-------- PROVIDED MATERIAL
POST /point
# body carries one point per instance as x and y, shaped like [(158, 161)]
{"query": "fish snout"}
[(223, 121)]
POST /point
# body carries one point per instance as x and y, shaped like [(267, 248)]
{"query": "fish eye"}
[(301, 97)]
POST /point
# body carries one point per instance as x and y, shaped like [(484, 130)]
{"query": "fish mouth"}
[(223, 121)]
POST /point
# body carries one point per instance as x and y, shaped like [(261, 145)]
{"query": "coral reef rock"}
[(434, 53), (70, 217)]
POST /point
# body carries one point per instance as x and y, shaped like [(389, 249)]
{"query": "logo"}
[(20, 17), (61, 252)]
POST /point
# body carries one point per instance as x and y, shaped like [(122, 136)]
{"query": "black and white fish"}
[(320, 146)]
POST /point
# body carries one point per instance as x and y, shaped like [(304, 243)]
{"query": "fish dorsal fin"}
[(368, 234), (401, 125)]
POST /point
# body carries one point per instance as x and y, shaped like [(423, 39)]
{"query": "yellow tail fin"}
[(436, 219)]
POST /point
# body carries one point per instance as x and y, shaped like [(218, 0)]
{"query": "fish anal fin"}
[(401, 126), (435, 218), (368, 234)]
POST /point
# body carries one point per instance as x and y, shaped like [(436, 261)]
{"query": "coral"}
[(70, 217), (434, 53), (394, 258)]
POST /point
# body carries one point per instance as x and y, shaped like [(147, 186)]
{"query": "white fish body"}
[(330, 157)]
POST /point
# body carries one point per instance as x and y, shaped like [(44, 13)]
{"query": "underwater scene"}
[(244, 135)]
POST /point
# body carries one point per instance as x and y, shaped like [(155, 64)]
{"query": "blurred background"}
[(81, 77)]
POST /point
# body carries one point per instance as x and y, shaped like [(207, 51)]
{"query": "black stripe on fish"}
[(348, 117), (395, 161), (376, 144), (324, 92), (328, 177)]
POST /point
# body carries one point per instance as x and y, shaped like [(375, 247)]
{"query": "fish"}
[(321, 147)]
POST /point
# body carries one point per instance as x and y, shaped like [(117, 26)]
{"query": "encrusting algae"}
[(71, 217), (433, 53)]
----------------
SET EXERCISE >> Output the lines above verbatim and in full.

ANSWER TO THIS TASK >>
POST /point
# body carries one point per instance as x and y, shaped like [(158, 161)]
{"query": "fish snout"}
[(223, 121)]
POST /point
# body carries one point per instance as x and y, shaped like [(267, 248)]
{"query": "fish eye"}
[(301, 97)]
POST /point
# body carries one point per instance as x and y, shaped like [(484, 130)]
{"query": "fish mouth"}
[(223, 121)]
POST /point
# body carries one point per instance as x and y, shaped like [(261, 145)]
{"query": "coral reef rock"}
[(434, 53), (70, 217)]
POST /point
# body carries one point per instance as x and y, shaped like [(389, 249)]
{"query": "logo"}
[(20, 17), (61, 252)]
POST /point
# body carries one point per instance as x and y, shaped like [(122, 136)]
{"query": "black and white fish"}
[(320, 146)]
POST /point
# body carries one point per instance as x and y, shaped like [(304, 243)]
{"query": "fish dorsal fin"}
[(368, 234), (401, 125)]
POST /point
# body carries one point per instance as x and y, shaped like [(423, 39)]
{"query": "yellow tail fin"}
[(436, 219)]
POST /point
# body carries one point per instance as x and y, shaped like [(218, 0)]
{"query": "fish anal fin"}
[(401, 126), (435, 218), (368, 234)]
POST /point
# body carries one point per instance as x and y, shaped like [(436, 261)]
{"query": "coral"}
[(70, 217), (434, 53), (394, 258)]
POST /point
# body carries one point per instance as x and y, shaped like [(147, 186)]
{"query": "white fish body"}
[(330, 157)]
POST /point
# body carries one point per instance as x and y, shaped like [(44, 13)]
{"query": "underwater scene"}
[(244, 135)]
POST /point
# body carries one point per instance as x and y, shaped like [(155, 64)]
{"query": "blurred background"}
[(81, 77)]
POST /point
# body carries one point per instance as x and y, shaped like [(207, 51)]
{"query": "black stripe on fish"}
[(348, 117), (395, 161), (376, 144), (324, 92), (328, 177)]
POST /point
# body carries one point per instance as x and y, shaped like [(375, 247)]
{"query": "fish"}
[(321, 147)]
POST /point
# body carries one point per instance as x and y, shaped like [(117, 26)]
{"query": "encrusting algae"}
[(71, 217), (433, 53)]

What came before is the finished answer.